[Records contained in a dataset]
——

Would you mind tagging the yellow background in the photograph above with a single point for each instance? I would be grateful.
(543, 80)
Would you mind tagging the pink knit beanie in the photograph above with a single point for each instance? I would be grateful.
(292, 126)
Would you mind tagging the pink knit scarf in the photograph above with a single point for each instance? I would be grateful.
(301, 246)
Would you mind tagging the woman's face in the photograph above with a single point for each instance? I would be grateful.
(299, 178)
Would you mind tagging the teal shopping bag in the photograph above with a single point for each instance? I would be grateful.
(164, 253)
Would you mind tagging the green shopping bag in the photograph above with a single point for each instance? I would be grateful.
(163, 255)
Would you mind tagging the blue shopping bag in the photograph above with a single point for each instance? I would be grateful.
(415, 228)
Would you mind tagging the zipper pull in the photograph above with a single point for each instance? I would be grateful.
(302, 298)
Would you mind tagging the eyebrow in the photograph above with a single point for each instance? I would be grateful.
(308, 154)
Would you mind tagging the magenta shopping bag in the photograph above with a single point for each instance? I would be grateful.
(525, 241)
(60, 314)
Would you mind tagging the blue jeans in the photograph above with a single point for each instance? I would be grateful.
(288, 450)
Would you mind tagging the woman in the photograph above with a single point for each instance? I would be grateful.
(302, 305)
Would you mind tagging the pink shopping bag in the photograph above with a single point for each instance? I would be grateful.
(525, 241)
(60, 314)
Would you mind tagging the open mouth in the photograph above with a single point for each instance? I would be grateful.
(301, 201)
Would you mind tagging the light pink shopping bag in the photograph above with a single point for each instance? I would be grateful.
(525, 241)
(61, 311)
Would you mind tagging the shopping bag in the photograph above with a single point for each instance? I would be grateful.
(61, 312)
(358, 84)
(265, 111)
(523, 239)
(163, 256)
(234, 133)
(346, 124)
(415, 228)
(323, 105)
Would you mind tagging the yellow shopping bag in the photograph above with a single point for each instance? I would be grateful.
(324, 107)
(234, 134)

——

Write out the entries above once more, without altering anything.

*Complete response:*
Would you mind tagging the yellow background in the photograph above with a single point for each instance? I would be grateful.
(543, 80)
Would you mind tagging the pink knit beanie in the photograph above with a single point for each instance? I would be grateful.
(292, 126)
Would you mind tagging the pink knit scarf in the photograph above with a single point for each instance? I would be grateful.
(301, 246)
Would you mind tagging the woman's face in the photograph above with a single point for each instance? I would be grateful.
(299, 178)
Would you mind tagging the teal shopping bag in the photograph above with a single point for each instance? I would be grateful.
(164, 253)
Would you mind tagging the green shopping bag in the photograph above with a single point for each instance? I would be grateful.
(163, 255)
Would you mind tagging the blue shopping bag in the photograph above with a single point for each instance? I would be grateful.
(415, 228)
Would you mind tagging the zipper pull in the photograph above with a single point for each instance? I would be grateful.
(302, 298)
Would you mind tagging the eyebrow in the photograph above with a single point for each instance? I would be grateful.
(308, 154)
Would you mind tagging the magenta shopping bag in the photograph above with a single point for each instance? I would be grateful.
(525, 241)
(60, 314)
Would you mind tagging the blue jeans in the photograph above with a single point for each instance? I would be grateful.
(288, 450)
Would you mind tagging the woman in the photograph above with a single point for each instance? I would be grateful.
(302, 305)
Would you mind tagging the pink shopping bag in the photograph above with a single point for each instance? I would be grateful.
(525, 241)
(60, 314)
Would you mind tagging the open mouth in the photograph above with a single point for each instance? I would be grateful.
(301, 201)
Would you mind tagging the light pink shopping bag in the photograph above with a single point for each instance? I would be grateful.
(525, 241)
(61, 311)
Would you mind tagging the shopping bag in the photograph above with a single point for each instance? I would be grateful.
(61, 312)
(358, 84)
(265, 111)
(523, 239)
(163, 256)
(234, 133)
(346, 124)
(415, 228)
(323, 105)
Would you mind tagging the yellow shopping bag in the photograph above with a single point for each instance? I would be grateful.
(324, 107)
(234, 134)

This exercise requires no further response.